*** Opening of TEXT PASSAGE ***

“It was beautiful weather. I remember I was in Father’s lap, and Mother had washed clothes that morning. There was a tub of water and clean clothes waiting to be rinsed,” Bertha Chapin recalled.

Chapin, who is 99 years old, was 2½ when the massive Cloquet Fire of 1918 devastated the town and much of the surrounding area. She’s among the last living survivors of that tragic event 97 years ago.

Chapin grew up on a 40-acre farm west of Cloquet, down the road from School 56, which survived the fire.

“I remember when we went to Cloquet with the horses and took the train to Superior,” Chapin said. 

An estimated 8,000 people were evacuated on four trains from Cloquet and the surrounding areas as the fires swept through in October 1918, according to the book “The Fires of Autumn” by Francis M. Carroll and Franklin R. Raiter.

“A lot of people went to the schoolhouse to save themselves. The schoolhouse didn’t burn,” Chapin said. “A lot of people dug holes in the ground, and others went to the lake. Most of the people who went to the lake were saved, but some died in the lake from the smoke.”

*** Close of TEXT PASSAGE ***
*** Opening of ENTRIES PROVIDED ***

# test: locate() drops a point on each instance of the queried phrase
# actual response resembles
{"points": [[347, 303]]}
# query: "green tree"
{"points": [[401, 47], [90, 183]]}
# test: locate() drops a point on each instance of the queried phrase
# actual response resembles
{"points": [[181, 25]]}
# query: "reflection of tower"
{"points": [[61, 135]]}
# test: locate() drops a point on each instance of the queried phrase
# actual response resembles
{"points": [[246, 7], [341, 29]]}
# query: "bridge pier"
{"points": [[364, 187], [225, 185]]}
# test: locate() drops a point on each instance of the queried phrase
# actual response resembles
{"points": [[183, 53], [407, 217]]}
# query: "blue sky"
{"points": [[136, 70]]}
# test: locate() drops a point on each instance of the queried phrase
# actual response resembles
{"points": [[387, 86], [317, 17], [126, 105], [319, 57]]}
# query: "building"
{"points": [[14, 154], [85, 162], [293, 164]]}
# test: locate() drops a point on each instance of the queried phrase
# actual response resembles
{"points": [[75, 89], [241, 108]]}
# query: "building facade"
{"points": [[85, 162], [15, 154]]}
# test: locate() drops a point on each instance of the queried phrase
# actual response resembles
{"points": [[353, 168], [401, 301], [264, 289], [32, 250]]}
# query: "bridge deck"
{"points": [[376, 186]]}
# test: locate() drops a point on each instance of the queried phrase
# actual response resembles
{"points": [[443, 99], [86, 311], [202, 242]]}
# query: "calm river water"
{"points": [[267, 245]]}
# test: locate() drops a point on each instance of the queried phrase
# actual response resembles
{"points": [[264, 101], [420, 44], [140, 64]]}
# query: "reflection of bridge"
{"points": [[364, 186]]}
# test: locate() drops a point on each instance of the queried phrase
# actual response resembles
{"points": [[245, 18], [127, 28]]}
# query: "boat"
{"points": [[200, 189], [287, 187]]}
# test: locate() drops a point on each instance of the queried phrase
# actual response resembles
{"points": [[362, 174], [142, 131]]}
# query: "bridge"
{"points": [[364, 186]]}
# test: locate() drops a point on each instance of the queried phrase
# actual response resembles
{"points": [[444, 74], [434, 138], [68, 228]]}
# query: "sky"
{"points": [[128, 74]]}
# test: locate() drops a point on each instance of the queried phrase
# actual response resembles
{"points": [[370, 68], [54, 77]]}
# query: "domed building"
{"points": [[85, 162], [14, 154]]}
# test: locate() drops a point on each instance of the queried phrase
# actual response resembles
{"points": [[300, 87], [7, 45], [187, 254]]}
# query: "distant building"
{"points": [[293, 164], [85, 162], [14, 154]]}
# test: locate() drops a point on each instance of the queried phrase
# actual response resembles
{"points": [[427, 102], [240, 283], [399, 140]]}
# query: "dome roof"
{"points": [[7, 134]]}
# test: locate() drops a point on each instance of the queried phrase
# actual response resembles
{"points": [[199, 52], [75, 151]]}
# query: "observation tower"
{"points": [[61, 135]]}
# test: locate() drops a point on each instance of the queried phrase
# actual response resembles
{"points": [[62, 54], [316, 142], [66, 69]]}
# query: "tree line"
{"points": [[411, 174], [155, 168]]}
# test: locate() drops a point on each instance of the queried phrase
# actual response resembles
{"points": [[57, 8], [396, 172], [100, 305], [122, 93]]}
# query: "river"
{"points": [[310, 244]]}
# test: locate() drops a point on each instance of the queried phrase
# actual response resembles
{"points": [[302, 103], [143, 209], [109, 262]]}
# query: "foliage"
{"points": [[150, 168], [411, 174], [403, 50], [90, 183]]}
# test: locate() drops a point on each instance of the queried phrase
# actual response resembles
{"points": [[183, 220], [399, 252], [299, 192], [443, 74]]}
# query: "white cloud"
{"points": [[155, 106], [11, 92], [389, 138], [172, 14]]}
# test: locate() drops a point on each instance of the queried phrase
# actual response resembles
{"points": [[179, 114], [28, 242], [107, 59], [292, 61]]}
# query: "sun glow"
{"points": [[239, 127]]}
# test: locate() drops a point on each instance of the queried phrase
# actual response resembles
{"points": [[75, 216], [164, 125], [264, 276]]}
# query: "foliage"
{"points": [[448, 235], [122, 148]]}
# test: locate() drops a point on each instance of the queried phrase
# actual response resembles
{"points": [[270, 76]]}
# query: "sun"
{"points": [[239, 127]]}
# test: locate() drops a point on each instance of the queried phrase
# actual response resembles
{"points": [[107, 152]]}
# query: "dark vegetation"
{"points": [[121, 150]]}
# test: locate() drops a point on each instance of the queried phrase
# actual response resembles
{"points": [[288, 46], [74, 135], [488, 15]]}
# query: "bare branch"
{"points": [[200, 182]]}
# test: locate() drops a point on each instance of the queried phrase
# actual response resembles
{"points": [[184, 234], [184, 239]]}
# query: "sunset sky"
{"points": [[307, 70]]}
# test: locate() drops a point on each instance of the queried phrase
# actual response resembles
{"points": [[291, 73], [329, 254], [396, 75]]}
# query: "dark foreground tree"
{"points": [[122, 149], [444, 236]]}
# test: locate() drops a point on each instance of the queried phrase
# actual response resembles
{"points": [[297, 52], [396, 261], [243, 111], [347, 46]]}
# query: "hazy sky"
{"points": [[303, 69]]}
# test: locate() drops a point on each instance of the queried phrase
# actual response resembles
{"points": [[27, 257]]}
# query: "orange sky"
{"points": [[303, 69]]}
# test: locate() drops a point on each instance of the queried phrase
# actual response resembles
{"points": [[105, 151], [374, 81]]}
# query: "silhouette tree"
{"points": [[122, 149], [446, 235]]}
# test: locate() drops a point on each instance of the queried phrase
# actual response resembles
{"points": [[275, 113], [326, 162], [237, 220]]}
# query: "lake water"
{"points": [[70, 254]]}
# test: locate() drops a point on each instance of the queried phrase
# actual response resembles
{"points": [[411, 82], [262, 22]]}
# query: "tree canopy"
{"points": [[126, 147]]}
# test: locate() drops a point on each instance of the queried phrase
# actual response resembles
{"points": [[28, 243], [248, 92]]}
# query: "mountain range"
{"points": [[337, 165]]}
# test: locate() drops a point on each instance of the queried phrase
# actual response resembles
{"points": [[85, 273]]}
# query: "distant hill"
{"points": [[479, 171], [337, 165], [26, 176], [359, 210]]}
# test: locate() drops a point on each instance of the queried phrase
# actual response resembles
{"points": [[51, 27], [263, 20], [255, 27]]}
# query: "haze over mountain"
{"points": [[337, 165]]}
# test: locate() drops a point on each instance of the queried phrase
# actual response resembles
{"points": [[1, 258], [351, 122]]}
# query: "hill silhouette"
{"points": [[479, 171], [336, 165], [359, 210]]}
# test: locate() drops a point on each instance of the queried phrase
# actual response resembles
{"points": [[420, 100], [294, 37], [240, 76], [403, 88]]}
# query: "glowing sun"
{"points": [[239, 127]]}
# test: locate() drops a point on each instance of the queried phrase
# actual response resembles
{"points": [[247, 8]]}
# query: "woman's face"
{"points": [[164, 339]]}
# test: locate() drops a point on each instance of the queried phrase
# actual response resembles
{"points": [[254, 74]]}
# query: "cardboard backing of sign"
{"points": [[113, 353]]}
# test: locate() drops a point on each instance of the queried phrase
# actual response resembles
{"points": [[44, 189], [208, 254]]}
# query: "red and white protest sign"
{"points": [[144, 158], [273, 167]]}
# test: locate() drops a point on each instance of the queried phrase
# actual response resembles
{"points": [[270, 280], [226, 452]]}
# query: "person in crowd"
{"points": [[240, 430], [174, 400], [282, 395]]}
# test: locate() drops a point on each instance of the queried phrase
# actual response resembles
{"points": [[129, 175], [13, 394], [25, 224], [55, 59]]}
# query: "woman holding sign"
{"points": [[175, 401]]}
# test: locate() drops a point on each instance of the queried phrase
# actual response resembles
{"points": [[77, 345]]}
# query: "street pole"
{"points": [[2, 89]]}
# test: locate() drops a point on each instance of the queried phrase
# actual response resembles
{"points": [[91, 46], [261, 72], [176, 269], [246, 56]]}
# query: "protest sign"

*** Close of ENTRIES PROVIDED ***

*WHAT TO WORK ON*:
1. In the article about the Cloquet Fire, restate the portion from "Chapin, who is" to "Franklin R. Raiter.", substituting "wagon" for "horses".
2. Translate this sentence from the article about the Cloquet Fire into Spanish: "Chapin grew up on a 40-acre farm west of Cloquet, down the road from School 56, which survived the fire."
3. Write the next portion of the article about the Cloquet Fire, starting after its final sentence.

*ANSWERS GIVEN*:
1.
Chapin, who is 99 years old, was 2½ when the massive Cloquet Fire of 1918 devastated the town and much of the surrounding area. She’s among the last living survivors of that tragic event 97 years ago.

Chapin grew up on a 40-acre farm west of Cloquet, down the road from School 56, which survived the fire.

“I remember when we went to Cloquet with the wagon and took the train to Superior,” Chapin said. 

An estimated 8,000 people were evacuated on four trains from Cloquet and the surrounding areas as the fires swept through in October 1918, according to the book “The Fires of Autumn” by Francis M. Carroll and Franklin R. Raiter.

2. Chapin creció en una granja de 40 acres al oeste de Cloquet, camino abajo de la Escuela 56, que sobrevivió al incendio.

3.
The flames raced across the Northland at speeds estimated at up to 65 mph. From Cloquet and Moose Lake the fires spread north and east, burning townships surrounding Duluth and making some inroads into the city, including in the Woodland neighborhood. 

The final death toll was 453, with thousands more injured or displaced. Thousands of homes and other buildings were destroyed.

Hazel Molis, who turned 98 last week, remembers her mother talking about the day the fire just missed their farm outside of Sturgeon Lake. The fire reached the Moose Lake and Sturgeon Lake area about 7:30 or 8 p.m. on the fateful Saturday evening - Oct. 12, 1918.

Her mother had received a phone call to evacuate as the fire sped towards the family farm. 

Next-door neighbor Willy Larson had a Model T and was picking up his neighbors on the 1.5-mile road and bringing them to nearby Denham.

But before the Molis family could leave, they received a message telling them the wind had switched and they were not in danger from the fire anymore.

Larson’s house, however, was less than a mile from Molis home, and, like many others, it burned to the ground. 

Molis remembers the story of a neighbor woman who was at the Moose Lake Hospital giving birth to a baby girl when the fire descended on the town. The patients were hurried into boats and rowed to the middle of Moosehead Lake to wait out the fire with several hundred others seeking refuge.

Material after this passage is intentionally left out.